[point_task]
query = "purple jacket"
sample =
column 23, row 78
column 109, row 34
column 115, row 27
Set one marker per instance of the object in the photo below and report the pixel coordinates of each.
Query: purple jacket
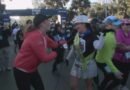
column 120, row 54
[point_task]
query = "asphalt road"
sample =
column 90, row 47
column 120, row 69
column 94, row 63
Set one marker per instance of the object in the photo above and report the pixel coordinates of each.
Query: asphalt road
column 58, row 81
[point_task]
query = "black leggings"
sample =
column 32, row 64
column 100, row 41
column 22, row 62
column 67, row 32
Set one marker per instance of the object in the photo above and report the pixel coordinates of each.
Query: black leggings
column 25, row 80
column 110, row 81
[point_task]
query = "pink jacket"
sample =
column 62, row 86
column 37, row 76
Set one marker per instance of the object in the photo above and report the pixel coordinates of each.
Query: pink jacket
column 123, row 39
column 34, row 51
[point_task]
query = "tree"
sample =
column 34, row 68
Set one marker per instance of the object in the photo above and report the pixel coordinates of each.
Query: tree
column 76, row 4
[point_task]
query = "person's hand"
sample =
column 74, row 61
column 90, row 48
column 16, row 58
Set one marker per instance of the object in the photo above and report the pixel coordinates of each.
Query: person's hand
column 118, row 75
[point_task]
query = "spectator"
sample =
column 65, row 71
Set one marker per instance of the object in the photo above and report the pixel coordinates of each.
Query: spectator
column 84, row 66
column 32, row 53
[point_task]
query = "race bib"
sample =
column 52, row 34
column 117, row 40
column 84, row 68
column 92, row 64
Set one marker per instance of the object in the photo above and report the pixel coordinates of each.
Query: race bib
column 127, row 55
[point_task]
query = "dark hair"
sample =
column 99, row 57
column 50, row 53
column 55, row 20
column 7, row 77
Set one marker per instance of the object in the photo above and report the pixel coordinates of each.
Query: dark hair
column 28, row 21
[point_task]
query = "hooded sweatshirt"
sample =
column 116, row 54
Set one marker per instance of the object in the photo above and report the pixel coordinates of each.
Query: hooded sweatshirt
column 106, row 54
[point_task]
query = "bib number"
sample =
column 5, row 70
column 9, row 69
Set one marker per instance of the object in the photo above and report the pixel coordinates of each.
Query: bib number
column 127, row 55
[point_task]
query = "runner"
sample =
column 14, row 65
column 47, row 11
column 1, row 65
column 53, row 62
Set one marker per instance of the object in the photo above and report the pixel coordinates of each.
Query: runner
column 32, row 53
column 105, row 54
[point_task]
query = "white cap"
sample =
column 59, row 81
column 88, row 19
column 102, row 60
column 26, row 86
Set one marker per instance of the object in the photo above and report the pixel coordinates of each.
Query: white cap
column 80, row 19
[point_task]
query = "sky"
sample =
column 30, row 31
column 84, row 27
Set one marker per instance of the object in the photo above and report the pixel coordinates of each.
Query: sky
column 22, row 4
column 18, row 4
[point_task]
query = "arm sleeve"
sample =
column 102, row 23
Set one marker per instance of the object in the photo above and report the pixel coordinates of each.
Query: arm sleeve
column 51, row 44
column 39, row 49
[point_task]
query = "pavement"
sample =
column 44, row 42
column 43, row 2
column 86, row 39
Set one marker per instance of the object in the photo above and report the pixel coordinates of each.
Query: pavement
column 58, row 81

----------

Repeat every record precisely. Any picture among them stays out of the copy.

[point_task]
query = "purple jacket"
sample =
column 23, row 78
column 109, row 34
column 115, row 27
Set one marker per instance of the object in the photo below and report the pixel coordinates of each.
Query: purple jacket
column 120, row 54
[point_task]
query = "asphalt road"
sample =
column 90, row 47
column 120, row 69
column 94, row 63
Set one marker per instance of the object in the photo above and report the pixel coordinates of each.
Query: asphalt road
column 58, row 81
[point_task]
query = "black leggings"
sample =
column 32, row 64
column 100, row 41
column 22, row 62
column 67, row 32
Set one marker per instance of the object in the photo above and report the pixel coordinates of each.
Query: black leggings
column 25, row 80
column 110, row 81
[point_task]
query = "pink jacket"
sample =
column 62, row 86
column 37, row 76
Set one marker per instance of the object in the photo above and report the pixel coordinates of each.
Query: pink jacket
column 123, row 39
column 34, row 51
[point_task]
query = "tree"
sample =
column 34, row 68
Set one marker per instance of the object in the photo above and report the pixel coordinates of each.
Query: tree
column 76, row 4
[point_task]
query = "person's hand"
sample =
column 74, row 61
column 90, row 48
column 16, row 58
Set one marker per instance of the object in the photo above and report the pixel coordinates of each.
Query: person's hand
column 118, row 75
[point_task]
query = "spectator"
sample =
column 65, row 71
Set one marker per instance of the object in the photo above and report the pixel coordinates of each.
Query: spectator
column 84, row 66
column 32, row 53
[point_task]
query = "race bib"
sample =
column 52, row 34
column 117, row 40
column 84, row 68
column 92, row 64
Set one marker per instance of the object in the photo above and report the pixel coordinates of each.
Query: race bib
column 127, row 55
[point_task]
query = "dark hair"
sample =
column 99, row 57
column 50, row 53
column 55, row 20
column 7, row 77
Set one marker per instance of the object in the photo above and report the pixel coordinates of each.
Query: dark hair
column 28, row 21
[point_task]
query = "hooded sweatshirt"
sample =
column 116, row 54
Set one marker per instance of the object in the photo above and report the pixel coordinates of each.
Query: hooded sweatshirt
column 106, row 54
[point_task]
query = "bib number"
sample =
column 5, row 70
column 9, row 69
Set one marker per instance of the object in the photo above and report the pixel coordinates of each.
Query: bib number
column 127, row 55
[point_task]
query = "runner"
sample =
column 14, row 65
column 47, row 11
column 1, row 65
column 53, row 62
Set one marker per instance of the object in the photo above and report the pixel coordinates of each.
Query: runner
column 32, row 53
column 105, row 54
[point_task]
query = "white cap"
sample =
column 59, row 81
column 88, row 19
column 102, row 60
column 26, row 86
Set one marker per instance of the object in the photo above and report the pixel coordinates of each.
Query: white cap
column 80, row 19
[point_task]
query = "sky"
sample =
column 30, row 31
column 84, row 27
Set one marker per instance of the object in the photo above and report the pixel coordinates of each.
Query: sky
column 22, row 4
column 18, row 4
[point_task]
query = "arm sleeve"
sample =
column 102, row 23
Set one marker per instance of the object in the photo above and report the pixel coordinates of each.
Query: arm sleeve
column 51, row 44
column 39, row 49
[point_task]
query = "pavement"
sample =
column 44, row 42
column 43, row 2
column 86, row 39
Set one marker per instance of the object in the photo above and report the pixel coordinates of each.
Query: pavement
column 58, row 81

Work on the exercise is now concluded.